* PROBLEM REQUIREMENTS: Return only this: the line with "the windshield wiper" and all the lines that follow it below, through the final one, exactly as they are.
— start of DATA LINES —
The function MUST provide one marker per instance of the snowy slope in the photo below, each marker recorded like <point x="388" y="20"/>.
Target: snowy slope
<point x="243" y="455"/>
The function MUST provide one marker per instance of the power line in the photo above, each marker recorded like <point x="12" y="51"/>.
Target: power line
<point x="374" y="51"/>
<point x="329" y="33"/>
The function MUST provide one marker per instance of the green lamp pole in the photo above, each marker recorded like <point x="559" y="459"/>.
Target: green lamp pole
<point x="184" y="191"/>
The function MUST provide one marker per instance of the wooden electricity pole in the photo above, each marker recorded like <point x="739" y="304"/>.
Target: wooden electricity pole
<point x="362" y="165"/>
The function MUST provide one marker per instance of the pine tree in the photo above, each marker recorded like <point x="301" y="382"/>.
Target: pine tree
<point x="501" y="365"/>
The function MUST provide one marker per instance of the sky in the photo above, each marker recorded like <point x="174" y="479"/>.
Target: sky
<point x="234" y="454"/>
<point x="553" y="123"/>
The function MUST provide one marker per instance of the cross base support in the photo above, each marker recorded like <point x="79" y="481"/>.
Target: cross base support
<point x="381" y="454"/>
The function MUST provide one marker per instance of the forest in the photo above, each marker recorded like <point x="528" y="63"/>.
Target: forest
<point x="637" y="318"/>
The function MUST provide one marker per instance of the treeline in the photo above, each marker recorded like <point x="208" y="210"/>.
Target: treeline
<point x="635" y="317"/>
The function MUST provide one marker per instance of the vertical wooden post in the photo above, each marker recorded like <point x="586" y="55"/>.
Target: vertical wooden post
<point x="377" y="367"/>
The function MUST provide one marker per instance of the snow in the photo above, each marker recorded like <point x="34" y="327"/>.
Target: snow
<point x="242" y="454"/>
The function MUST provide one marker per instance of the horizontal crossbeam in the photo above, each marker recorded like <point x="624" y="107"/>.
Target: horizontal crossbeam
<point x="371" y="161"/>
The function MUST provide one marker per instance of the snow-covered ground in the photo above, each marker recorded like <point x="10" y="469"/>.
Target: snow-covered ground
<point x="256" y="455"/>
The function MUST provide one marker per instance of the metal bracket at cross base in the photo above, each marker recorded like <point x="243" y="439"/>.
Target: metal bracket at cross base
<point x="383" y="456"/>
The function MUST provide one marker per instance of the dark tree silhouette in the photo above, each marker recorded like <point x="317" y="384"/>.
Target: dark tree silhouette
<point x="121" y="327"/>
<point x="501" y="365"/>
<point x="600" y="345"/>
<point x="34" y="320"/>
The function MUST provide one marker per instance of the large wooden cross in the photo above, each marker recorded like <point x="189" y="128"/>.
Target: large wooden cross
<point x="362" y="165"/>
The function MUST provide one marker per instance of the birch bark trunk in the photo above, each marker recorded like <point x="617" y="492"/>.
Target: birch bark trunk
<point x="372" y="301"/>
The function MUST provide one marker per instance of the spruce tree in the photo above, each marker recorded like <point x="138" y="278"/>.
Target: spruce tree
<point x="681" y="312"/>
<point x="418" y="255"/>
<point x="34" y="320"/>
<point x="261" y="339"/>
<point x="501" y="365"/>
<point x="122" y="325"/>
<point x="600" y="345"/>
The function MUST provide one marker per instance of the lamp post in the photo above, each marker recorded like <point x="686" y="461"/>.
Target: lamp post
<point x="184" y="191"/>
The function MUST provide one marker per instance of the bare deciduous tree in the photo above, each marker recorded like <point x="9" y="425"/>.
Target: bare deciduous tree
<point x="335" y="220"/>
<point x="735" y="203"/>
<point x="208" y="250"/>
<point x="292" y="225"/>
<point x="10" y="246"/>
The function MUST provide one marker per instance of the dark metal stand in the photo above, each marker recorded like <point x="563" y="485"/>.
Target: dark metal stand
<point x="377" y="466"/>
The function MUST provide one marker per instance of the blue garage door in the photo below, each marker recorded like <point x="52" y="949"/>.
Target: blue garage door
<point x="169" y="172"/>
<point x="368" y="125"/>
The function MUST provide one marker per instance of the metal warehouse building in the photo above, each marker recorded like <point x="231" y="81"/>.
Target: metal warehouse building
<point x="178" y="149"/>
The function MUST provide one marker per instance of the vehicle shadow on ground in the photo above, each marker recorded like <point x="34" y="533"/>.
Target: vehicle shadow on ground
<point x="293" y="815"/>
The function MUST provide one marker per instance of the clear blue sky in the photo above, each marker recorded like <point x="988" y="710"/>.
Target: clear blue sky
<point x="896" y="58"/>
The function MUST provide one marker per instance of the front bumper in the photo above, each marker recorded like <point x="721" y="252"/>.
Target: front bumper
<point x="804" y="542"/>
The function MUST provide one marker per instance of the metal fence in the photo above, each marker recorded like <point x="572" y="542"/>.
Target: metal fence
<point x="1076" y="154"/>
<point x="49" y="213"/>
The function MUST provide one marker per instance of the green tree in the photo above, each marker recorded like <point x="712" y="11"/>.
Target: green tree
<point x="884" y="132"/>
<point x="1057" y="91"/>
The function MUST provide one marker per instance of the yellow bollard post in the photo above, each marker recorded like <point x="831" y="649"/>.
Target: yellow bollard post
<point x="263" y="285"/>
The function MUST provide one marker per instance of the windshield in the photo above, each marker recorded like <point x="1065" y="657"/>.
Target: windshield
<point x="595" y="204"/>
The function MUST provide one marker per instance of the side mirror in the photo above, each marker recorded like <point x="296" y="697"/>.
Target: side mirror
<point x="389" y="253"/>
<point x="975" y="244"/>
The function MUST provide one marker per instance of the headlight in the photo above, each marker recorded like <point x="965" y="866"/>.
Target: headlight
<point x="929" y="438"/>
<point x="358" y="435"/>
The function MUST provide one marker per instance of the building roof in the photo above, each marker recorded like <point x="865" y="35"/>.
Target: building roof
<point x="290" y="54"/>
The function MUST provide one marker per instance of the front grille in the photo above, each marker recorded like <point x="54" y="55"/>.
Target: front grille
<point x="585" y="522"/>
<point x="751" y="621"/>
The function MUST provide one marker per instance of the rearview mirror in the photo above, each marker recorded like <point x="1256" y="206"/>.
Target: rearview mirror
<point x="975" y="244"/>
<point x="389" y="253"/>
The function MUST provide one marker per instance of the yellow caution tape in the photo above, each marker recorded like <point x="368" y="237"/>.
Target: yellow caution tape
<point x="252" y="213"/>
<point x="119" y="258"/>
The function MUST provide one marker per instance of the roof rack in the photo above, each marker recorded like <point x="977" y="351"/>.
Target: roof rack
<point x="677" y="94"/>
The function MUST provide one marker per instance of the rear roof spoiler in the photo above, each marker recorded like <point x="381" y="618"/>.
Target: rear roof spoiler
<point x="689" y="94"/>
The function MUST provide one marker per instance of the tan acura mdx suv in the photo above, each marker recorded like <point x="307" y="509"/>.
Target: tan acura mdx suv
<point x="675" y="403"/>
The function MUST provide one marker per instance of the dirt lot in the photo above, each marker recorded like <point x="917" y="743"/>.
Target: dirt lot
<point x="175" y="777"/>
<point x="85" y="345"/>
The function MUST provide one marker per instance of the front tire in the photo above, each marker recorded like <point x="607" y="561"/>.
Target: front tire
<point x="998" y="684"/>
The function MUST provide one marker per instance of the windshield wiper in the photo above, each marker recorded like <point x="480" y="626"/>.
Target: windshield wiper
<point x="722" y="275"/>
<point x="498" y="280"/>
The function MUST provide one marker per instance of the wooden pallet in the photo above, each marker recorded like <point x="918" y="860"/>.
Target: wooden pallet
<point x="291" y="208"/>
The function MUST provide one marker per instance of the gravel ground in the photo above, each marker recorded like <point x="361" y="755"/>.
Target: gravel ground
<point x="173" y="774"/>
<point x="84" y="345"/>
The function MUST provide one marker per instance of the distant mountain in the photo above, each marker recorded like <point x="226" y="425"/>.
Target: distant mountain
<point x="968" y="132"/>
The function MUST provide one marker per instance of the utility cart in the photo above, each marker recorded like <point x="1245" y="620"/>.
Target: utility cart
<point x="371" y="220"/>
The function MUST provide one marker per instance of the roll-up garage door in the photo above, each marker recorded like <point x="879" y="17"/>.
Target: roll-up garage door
— end of DATA LINES —
* COMPLETE ANSWER:
The function MUST provide one marker per instance of the windshield wiper in the photo above, each marker recorded like <point x="480" y="626"/>.
Target: windshield wiper
<point x="722" y="275"/>
<point x="498" y="280"/>
The function MUST provide one marker per instance of the wooden pallet in the photo above, each marker recorded like <point x="918" y="860"/>.
Target: wooden pallet
<point x="291" y="208"/>
The function MUST provide one marker per instance of the gravel ground in the photo above, each marker recorded like <point x="361" y="755"/>.
Target: gravel ground
<point x="173" y="774"/>
<point x="84" y="345"/>
The function MUST provide one marker per instance of the distant mountain in the photo above, each marker recorded like <point x="226" y="425"/>.
Target: distant mountain
<point x="968" y="132"/>
The function MUST provide one marker per instance of the utility cart in the photo above, each marker recorded like <point x="1245" y="620"/>.
Target: utility cart
<point x="371" y="220"/>
The function MUST provide one marker per instance of the roll-up garage door in the photo above, each marker recorded like <point x="879" y="17"/>.
Target: roll-up garage door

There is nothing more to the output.